» Data supplied
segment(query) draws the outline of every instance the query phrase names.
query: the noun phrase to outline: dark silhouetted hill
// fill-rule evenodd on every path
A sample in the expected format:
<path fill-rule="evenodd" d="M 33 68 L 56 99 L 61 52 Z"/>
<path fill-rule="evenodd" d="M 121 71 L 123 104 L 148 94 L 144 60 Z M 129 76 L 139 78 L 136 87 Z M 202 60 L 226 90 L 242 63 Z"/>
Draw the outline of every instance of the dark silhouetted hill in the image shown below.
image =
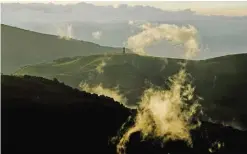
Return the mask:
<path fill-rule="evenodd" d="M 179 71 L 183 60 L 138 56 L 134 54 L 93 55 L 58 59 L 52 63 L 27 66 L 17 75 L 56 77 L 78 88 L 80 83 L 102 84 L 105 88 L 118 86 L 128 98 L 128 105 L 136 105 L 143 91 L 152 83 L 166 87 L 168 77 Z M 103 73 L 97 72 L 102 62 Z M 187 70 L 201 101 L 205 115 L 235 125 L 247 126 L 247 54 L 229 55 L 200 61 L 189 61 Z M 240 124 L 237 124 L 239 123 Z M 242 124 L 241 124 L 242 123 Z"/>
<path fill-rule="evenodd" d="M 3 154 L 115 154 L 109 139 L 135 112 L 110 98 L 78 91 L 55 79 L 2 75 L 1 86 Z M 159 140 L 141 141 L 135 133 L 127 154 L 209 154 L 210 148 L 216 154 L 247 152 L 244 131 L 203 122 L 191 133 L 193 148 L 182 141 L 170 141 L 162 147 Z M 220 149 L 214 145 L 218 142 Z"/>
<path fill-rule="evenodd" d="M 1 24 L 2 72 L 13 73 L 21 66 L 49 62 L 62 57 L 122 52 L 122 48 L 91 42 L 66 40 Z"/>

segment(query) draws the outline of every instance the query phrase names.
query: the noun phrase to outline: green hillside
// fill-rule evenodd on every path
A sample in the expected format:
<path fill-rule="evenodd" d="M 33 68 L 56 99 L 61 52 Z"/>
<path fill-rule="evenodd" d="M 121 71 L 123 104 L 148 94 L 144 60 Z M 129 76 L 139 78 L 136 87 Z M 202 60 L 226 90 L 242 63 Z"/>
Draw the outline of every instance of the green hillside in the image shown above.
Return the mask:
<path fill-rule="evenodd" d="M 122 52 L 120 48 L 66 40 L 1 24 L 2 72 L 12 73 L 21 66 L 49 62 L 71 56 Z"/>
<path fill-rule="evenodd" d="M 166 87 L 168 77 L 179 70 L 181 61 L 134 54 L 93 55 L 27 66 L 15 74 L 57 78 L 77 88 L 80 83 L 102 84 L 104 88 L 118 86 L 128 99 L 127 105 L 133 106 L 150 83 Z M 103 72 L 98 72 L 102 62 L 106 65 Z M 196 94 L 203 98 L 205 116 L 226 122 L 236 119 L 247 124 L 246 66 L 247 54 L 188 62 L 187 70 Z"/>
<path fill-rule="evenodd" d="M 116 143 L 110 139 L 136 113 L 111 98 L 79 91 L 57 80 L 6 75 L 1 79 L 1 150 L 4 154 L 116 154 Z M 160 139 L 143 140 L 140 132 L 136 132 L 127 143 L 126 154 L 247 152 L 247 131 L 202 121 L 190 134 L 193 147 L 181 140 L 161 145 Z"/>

» Short problem
Write out the rows above word for word, everything from the very first line down to the line containing "3 154 L 115", with both ends included. Leave out the pictures.

» Correct answer
segment(query) draws the outline of every instance the query phrase names.
query: the noun phrase to outline: dark silhouetted hill
// fill-rule evenodd on every path
A sample in the expected format:
<path fill-rule="evenodd" d="M 33 68 L 56 99 L 61 52 Z"/>
<path fill-rule="evenodd" d="M 121 71 L 123 104 L 148 94 L 144 60 Z M 129 76 L 139 78 L 136 87 Z M 202 60 L 226 90 L 242 63 Z"/>
Draw the outline of every instance of the dark silhouetted hill in the image shown below.
image =
Return the mask:
<path fill-rule="evenodd" d="M 179 71 L 183 60 L 138 56 L 134 54 L 93 55 L 58 59 L 52 63 L 27 66 L 17 75 L 56 77 L 78 88 L 80 83 L 102 84 L 105 88 L 118 86 L 128 98 L 128 105 L 136 105 L 143 91 L 152 83 L 166 87 L 168 77 Z M 103 73 L 97 72 L 102 62 Z M 187 70 L 201 101 L 205 115 L 235 125 L 247 126 L 247 54 L 229 55 L 200 61 L 189 61 Z M 240 124 L 237 124 L 239 123 Z M 242 124 L 241 124 L 242 123 Z"/>
<path fill-rule="evenodd" d="M 3 154 L 115 154 L 109 139 L 135 112 L 110 98 L 78 91 L 55 79 L 2 75 L 1 86 Z M 159 140 L 141 141 L 135 133 L 127 154 L 209 154 L 210 148 L 216 154 L 247 152 L 244 131 L 203 122 L 191 133 L 193 148 L 182 141 L 170 141 L 162 147 Z M 220 149 L 214 145 L 218 142 Z"/>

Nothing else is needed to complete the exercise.